**PROBLEM TO SOLVE**
Put every line of the records below into a Markdown table with the columns Row and Line, numbering the rows and skipping blank lines. Leave the pictures out.

## BEGIN RECORDS PROVIDED

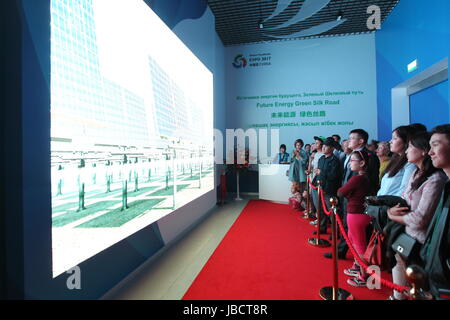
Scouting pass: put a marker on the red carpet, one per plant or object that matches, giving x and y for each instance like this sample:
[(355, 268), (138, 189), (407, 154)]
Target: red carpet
[(265, 256)]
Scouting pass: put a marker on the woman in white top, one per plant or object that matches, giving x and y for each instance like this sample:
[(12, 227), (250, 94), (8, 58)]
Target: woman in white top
[(422, 196), (399, 170)]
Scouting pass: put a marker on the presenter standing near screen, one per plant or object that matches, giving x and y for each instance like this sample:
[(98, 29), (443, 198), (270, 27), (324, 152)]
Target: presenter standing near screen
[(298, 166), (282, 157)]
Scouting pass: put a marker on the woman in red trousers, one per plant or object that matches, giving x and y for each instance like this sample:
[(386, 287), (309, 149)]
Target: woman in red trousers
[(355, 190)]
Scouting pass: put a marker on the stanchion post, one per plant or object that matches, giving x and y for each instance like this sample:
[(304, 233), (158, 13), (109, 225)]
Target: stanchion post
[(318, 242), (418, 279), (334, 292)]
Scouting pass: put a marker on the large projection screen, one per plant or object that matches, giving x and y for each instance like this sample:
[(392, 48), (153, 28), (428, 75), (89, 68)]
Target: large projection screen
[(131, 125)]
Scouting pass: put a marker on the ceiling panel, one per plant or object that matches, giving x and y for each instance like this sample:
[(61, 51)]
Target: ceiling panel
[(239, 21)]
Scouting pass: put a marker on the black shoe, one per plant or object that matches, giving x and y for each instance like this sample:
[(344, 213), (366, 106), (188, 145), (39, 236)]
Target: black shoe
[(329, 256)]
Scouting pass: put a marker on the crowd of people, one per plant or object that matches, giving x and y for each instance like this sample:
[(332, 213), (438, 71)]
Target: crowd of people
[(413, 166)]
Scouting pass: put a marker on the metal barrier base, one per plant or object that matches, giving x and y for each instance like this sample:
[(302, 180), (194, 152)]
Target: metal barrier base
[(322, 243), (326, 293)]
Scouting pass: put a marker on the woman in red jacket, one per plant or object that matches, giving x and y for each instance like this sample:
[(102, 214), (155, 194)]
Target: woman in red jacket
[(355, 190)]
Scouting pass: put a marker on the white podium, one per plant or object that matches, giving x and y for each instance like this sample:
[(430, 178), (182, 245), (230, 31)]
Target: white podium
[(274, 184)]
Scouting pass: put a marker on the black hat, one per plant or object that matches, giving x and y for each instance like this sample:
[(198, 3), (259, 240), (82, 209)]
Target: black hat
[(330, 142)]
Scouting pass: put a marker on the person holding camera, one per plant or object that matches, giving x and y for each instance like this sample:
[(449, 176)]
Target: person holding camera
[(422, 196)]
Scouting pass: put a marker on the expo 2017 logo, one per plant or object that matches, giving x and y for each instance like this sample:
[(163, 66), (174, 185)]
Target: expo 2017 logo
[(240, 62)]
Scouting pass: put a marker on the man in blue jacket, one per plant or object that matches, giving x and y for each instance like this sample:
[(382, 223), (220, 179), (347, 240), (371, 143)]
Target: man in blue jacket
[(329, 174)]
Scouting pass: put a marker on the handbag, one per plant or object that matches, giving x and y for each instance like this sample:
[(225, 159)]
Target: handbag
[(407, 247), (374, 254)]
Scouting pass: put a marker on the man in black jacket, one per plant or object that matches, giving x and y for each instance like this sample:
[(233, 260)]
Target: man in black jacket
[(436, 250), (329, 174), (357, 141)]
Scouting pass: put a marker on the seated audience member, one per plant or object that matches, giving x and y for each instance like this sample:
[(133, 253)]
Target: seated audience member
[(373, 146), (282, 157), (435, 251), (383, 152), (338, 148), (346, 153), (308, 149), (329, 174), (355, 190), (422, 196), (399, 170)]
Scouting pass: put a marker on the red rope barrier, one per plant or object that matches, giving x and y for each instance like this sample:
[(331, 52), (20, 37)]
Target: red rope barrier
[(311, 185), (384, 282), (324, 206)]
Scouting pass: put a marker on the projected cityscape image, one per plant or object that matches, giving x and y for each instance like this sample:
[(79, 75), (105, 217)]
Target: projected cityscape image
[(131, 129)]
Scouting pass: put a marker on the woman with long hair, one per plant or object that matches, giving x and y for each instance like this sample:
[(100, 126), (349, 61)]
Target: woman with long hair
[(422, 196), (355, 190), (399, 170), (383, 153), (297, 169)]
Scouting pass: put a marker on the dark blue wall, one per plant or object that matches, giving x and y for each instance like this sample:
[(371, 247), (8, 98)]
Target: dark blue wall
[(415, 29), (28, 243), (430, 106)]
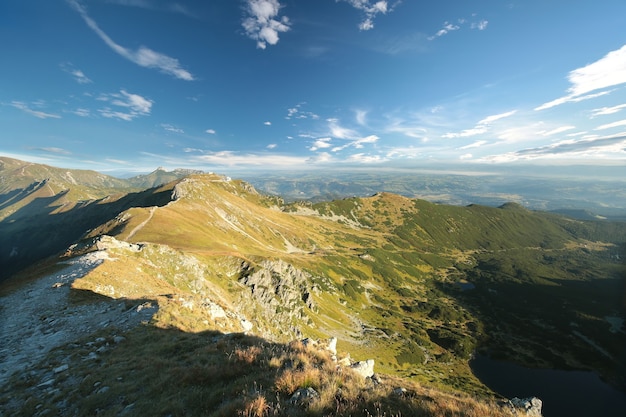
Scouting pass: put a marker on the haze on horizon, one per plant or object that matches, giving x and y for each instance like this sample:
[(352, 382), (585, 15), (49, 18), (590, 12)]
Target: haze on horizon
[(123, 86)]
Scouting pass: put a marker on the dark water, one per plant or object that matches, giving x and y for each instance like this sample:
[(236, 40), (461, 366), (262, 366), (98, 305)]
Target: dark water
[(564, 393)]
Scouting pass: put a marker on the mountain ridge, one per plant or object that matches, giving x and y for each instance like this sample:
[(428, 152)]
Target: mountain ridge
[(382, 274)]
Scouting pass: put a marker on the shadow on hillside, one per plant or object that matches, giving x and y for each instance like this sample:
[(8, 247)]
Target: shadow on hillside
[(34, 231), (148, 370), (553, 323)]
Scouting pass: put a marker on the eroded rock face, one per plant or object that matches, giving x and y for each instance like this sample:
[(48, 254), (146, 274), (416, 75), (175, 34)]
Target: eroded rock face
[(280, 290), (364, 368), (531, 406)]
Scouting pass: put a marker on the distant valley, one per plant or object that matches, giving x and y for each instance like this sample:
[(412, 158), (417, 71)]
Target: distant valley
[(417, 284)]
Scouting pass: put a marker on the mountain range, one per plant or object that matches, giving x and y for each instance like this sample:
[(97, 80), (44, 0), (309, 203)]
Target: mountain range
[(418, 286)]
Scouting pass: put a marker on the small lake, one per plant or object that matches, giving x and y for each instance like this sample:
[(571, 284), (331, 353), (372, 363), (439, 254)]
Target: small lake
[(564, 393)]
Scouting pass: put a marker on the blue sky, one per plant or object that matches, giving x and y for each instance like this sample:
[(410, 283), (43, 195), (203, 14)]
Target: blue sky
[(220, 85)]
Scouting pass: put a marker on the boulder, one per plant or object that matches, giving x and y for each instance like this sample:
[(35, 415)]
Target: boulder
[(364, 368), (531, 405), (304, 396)]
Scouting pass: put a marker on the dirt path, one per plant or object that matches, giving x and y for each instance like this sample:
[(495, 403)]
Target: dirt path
[(141, 225), (39, 316)]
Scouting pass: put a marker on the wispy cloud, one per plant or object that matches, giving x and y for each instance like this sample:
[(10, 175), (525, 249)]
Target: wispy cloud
[(556, 130), (480, 25), (340, 132), (37, 113), (134, 105), (262, 23), (608, 71), (144, 57), (476, 144), (172, 128), (365, 158), (296, 112), (481, 127), (78, 75), (321, 143), (233, 158), (606, 147), (357, 143), (447, 28), (451, 27), (370, 10), (81, 112), (607, 110), (611, 125), (57, 151), (151, 5)]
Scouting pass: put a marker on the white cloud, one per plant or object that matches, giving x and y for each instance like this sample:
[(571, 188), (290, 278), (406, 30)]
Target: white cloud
[(447, 28), (490, 119), (611, 125), (144, 57), (361, 117), (478, 130), (321, 157), (171, 128), (321, 143), (607, 110), (481, 25), (476, 144), (37, 113), (262, 23), (364, 159), (370, 9), (58, 151), (149, 5), (556, 130), (233, 158), (358, 143), (78, 75), (134, 104), (481, 127), (340, 132), (608, 71), (81, 112)]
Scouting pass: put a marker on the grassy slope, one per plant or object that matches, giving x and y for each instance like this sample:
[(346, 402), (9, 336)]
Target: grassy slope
[(386, 269)]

## END RECORDS PROVIDED

**FINISHED ANSWER**
| Row | Line |
|---|---|
| 1 | Scouting pass: put a marker on the red carpet, one per plant or object that matches, giving x and y for each instance like this sample: |
| 2 | [(355, 268), (138, 189), (407, 154)] |
| 3 | Target: red carpet |
| 4 | [(265, 256)] |
| 5 | Scouting pass: put a marker on the woman in white top, one per plant or object that matches, giving x and y for each instance like this sample: |
| 6 | [(12, 227), (250, 94), (8, 58)] |
| 7 | Target: woman in white top |
| 8 | [(422, 196), (399, 170)] |
| 9 | Scouting pass: put a marker on the presenter standing near screen, one per plant or object that matches, giving x and y for each instance like this sample: |
| 10 | [(98, 29), (443, 198), (270, 27), (324, 152)] |
| 11 | Target: presenter standing near screen |
| 12 | [(298, 166), (282, 157)] |
| 13 | Scouting pass: put a marker on the woman in red trousers, one per plant or object that matches, giving x and y for each instance like this sample: |
| 14 | [(386, 287), (309, 149)] |
| 15 | Target: woman in red trousers |
| 16 | [(355, 190)] |
| 17 | Scouting pass: put a marker on the stanchion post, one per plant or object that matches, giving x and y for each instance like this sample: |
| 18 | [(304, 233), (158, 13), (109, 225)] |
| 19 | Target: stanchion post |
| 20 | [(318, 242), (418, 279), (334, 292)] |
| 21 | Scouting pass: put a marker on the large projection screen, one per plant or object that matches, giving x and y for each instance like this sample: |
| 22 | [(392, 48), (153, 28), (428, 75), (89, 68)] |
| 23 | Target: large projection screen |
| 24 | [(131, 125)] |
| 25 | Scouting pass: put a marker on the ceiling panel, one per plant or object that matches, giving x and y for each instance like this sample: |
| 26 | [(61, 51)] |
| 27 | Target: ceiling panel |
| 28 | [(239, 21)] |
| 29 | Scouting pass: put a marker on the black shoe, one per plant or object that matches, giving x and y for each instance like this sample: |
| 30 | [(344, 213), (366, 106), (188, 145), (39, 236)] |
| 31 | Target: black shoe |
| 32 | [(329, 256)] |
| 33 | Scouting pass: put a marker on the crowd of people, one per plant or object that matches, giving x and y for each instance like this sample: |
| 34 | [(332, 213), (438, 71)] |
| 35 | Target: crowd of people |
| 36 | [(413, 166)] |
| 37 | Scouting pass: put a marker on the metal barrier base, one per plant or object that matches, giving x and y for each instance like this sample: |
| 38 | [(302, 180), (194, 152)] |
| 39 | Target: metal barrier base |
| 40 | [(322, 243), (326, 293)] |
| 41 | Scouting pass: put a marker on the woman in red jacket, one per plant or object that matches, giving x and y for each instance like this sample: |
| 42 | [(102, 214), (155, 194)] |
| 43 | Target: woman in red jacket |
| 44 | [(355, 190)] |
| 45 | Scouting pass: put a marker on the white podium, one per plant or object that matches, giving x and y for each instance like this sample: |
| 46 | [(430, 178), (182, 245), (230, 31)] |
| 47 | Target: white podium |
| 48 | [(274, 184)] |
| 49 | Scouting pass: put a marker on the black hat, one per plant or object that matches, giving x and y for each instance like this sample: |
| 50 | [(198, 3), (259, 240), (82, 209)] |
| 51 | Target: black hat |
| 52 | [(330, 142)] |
| 53 | Scouting pass: put a marker on the person holding camera, one per plant or object that matches, giving x and y for each instance like this sample: |
| 54 | [(449, 176)] |
| 55 | Target: person holding camera |
| 56 | [(422, 196)] |
| 57 | Scouting pass: put a marker on the expo 2017 logo, one per plant or object that matches, giving x and y for each instance like this sample: |
| 58 | [(163, 66), (174, 185)] |
| 59 | Target: expo 2017 logo |
| 60 | [(240, 62)] |
| 61 | Scouting pass: put a marker on the man in blue jacket, one per plant or object that matches, giving x and y for each instance like this sample: |
| 62 | [(382, 223), (220, 179), (347, 240), (371, 143)] |
| 63 | Target: man in blue jacket |
| 64 | [(329, 174)] |
| 65 | Scouting pass: put a marker on the handbag, one per plant or object that matches, giving x and y for each instance like this sample: |
| 66 | [(225, 159)] |
| 67 | Target: handbag |
| 68 | [(407, 247), (374, 254)] |
| 69 | Scouting pass: put a marker on the man in black jacket, one per plant or object that matches, giving x and y for each instance like this sample: |
| 70 | [(233, 260)] |
| 71 | Target: man in black jacket |
| 72 | [(436, 250), (329, 174), (357, 141)] |
| 73 | Scouting pass: put a marker on the seated audience member, one per plant or object that matches, giving x and y for each instance like this sample: |
| 74 | [(133, 253)] |
| 75 | Target: seated audience member |
| 76 | [(373, 146), (282, 157), (435, 251), (383, 152), (338, 148), (346, 153), (308, 149), (329, 174), (355, 190), (422, 196), (399, 170)] |
| 77 | Scouting pass: put a marker on the red rope barrier, one per plant or object that matches, giving x and y for each instance like this sample: |
| 78 | [(331, 52), (20, 37)] |
| 79 | Target: red rope barrier |
| 80 | [(311, 185), (384, 282), (324, 206)] |
| 81 | Scouting pass: put a marker on the projected cityscape image, one per plant or object that matches, giving x and y for each instance like this sample: |
| 82 | [(79, 75), (105, 217)] |
| 83 | Target: projected cityscape image |
| 84 | [(131, 129)] |
| 85 | Scouting pass: put a marker on the woman with long hair, one per plant or object that matches, giving x and y for each instance like this sample: |
| 86 | [(100, 126), (349, 61)] |
| 87 | Target: woman with long hair |
| 88 | [(422, 196), (355, 190), (399, 170), (383, 153), (297, 169)] |
| 89 | Scouting pass: put a marker on the dark blue wall, one per plant or object that matches, giving x and y for each instance like this sample: |
| 90 | [(371, 247), (8, 98)] |
| 91 | Target: dark blue wall |
| 92 | [(415, 29), (28, 243), (430, 106)] |
| 93 | Scouting pass: put a marker on the haze on horizon, one per plant or object that matches, giving x and y for each instance like this sample: |
| 94 | [(352, 382), (585, 15), (49, 18), (590, 12)] |
| 95 | Target: haze on horizon |
| 96 | [(123, 86)] |
| 97 | Scouting pass: put a marker on the dark water, one per plant or object that matches, giving x and y for each instance like this sample: |
| 98 | [(236, 40), (461, 366), (262, 366), (98, 305)] |
| 99 | Target: dark water |
| 100 | [(564, 393)] |
| 101 | Scouting pass: put a marker on the mountain ridge, one per plant or object that matches, giving x and y for each instance like this sample: |
| 102 | [(428, 152)] |
| 103 | Target: mountain ridge |
| 104 | [(382, 274)] |
| 105 | Scouting pass: put a marker on the shadow on hillside, one per plant or object that matches, giving x and y for each instance like this sample: |
| 106 | [(8, 247)] |
| 107 | Target: shadow on hillside |
| 108 | [(34, 231), (148, 370), (553, 323)] |
| 109 | Scouting pass: put a marker on the eroded rock face, one per plant or object that matches, giving x and y for each instance like this sample: |
| 110 | [(48, 254), (146, 274), (416, 75), (175, 34)] |
| 111 | Target: eroded rock face |
| 112 | [(280, 290), (364, 368), (531, 406)] |
| 113 | Scouting pass: put a marker on the distant valley, one per plant or object that matches, giving x and y for each instance like this sample: |
| 114 | [(412, 158), (417, 71)] |
| 115 | Target: distant valley |
| 116 | [(417, 284)] |
| 117 | Scouting pass: put a marker on the mountain range, one per plant or object that matches, giving x and y for each instance like this sample: |
| 118 | [(97, 80), (44, 0), (309, 203)] |
| 119 | Target: mountain range |
| 120 | [(418, 286)] |
| 121 | Scouting pass: put a marker on the small lake, one per plant or object that matches, giving x and y for each instance like this sample: |
| 122 | [(571, 284), (331, 353), (372, 363), (439, 254)] |
| 123 | Target: small lake |
| 124 | [(564, 393)] |
| 125 | Scouting pass: put a marker on the blue sky, one per plant or object that matches, giving x and y for each instance like this sample: |
| 126 | [(410, 283), (43, 195), (203, 14)] |
| 127 | Target: blue sky |
| 128 | [(220, 85)] |
| 129 | Scouting pass: put a marker on the boulder, one per plant or object that matches, giving x and y for each instance like this sample: |
| 130 | [(35, 415)] |
| 131 | Target: boulder |
| 132 | [(364, 368), (531, 405), (304, 396)] |
| 133 | Scouting pass: put a marker on the dirt path, one per plant or object that matches, giving x and y for each instance like this sample: |
| 134 | [(495, 403)] |
| 135 | Target: dirt path |
| 136 | [(141, 225), (39, 316)] |
| 137 | Scouting pass: put a marker on the wispy cloud, one per plant or object that matches, giving x and y for each instance like this sample: |
| 138 | [(10, 175), (525, 249)] |
| 139 | Target: wispy cloud |
| 140 | [(556, 130), (480, 25), (340, 132), (37, 113), (134, 105), (262, 23), (608, 71), (144, 57), (476, 144), (172, 128), (365, 158), (296, 112), (481, 127), (78, 75), (321, 143), (233, 158), (606, 147), (357, 143), (447, 28), (451, 27), (370, 10), (81, 112), (607, 110), (611, 125), (57, 151), (151, 5)] |
| 141 | Scouting pass: put a marker on the white cloud, one per plant or object that matches, giving x and y for each instance like this sample: |
| 142 | [(571, 188), (290, 278), (406, 30)] |
| 143 | Target: white cloud |
| 144 | [(447, 28), (490, 119), (611, 125), (144, 57), (361, 117), (478, 130), (321, 157), (171, 128), (321, 143), (607, 110), (481, 25), (476, 144), (37, 113), (262, 23), (364, 159), (370, 9), (58, 151), (149, 5), (556, 130), (233, 158), (358, 143), (78, 75), (134, 104), (481, 127), (340, 132), (608, 71), (81, 112)] |
| 145 | Scouting pass: put a marker on the grassy slope, one per plant or object that matches, giving x and y for each instance like this sample: |
| 146 | [(346, 402), (9, 336)] |
| 147 | Target: grassy slope |
| 148 | [(386, 269)] |